# start of Material provided

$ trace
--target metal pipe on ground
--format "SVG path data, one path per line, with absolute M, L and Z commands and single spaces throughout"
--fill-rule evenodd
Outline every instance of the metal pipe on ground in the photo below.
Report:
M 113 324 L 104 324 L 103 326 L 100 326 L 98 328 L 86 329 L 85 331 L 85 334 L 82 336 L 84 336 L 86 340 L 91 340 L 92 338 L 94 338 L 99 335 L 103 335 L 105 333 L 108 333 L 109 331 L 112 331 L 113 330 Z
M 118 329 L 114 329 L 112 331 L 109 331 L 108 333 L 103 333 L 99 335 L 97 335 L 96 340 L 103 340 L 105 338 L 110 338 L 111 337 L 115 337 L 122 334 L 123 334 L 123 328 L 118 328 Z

# end of Material provided

Directions>
Please rewrite the rows above, changing "metal pipe" to "steel pipe" wherever it occurs and leaving everything else untouched.

Expected answer>
$ trace
--target steel pipe on ground
--format "SVG path data, one path per line, with absolute M, L and Z commands and single spaces throughout"
--fill-rule evenodd
Outline every instance of the steel pipe on ground in the photo below.
Report:
M 113 324 L 104 324 L 103 326 L 100 326 L 98 328 L 86 329 L 85 331 L 85 334 L 82 336 L 84 336 L 86 340 L 91 340 L 92 338 L 94 338 L 99 335 L 103 335 L 105 333 L 108 333 L 109 331 L 112 331 L 113 330 Z
M 118 329 L 114 329 L 112 331 L 109 331 L 108 333 L 103 333 L 99 335 L 97 335 L 96 340 L 103 340 L 105 338 L 110 338 L 111 337 L 115 337 L 122 334 L 123 334 L 123 328 L 118 328 Z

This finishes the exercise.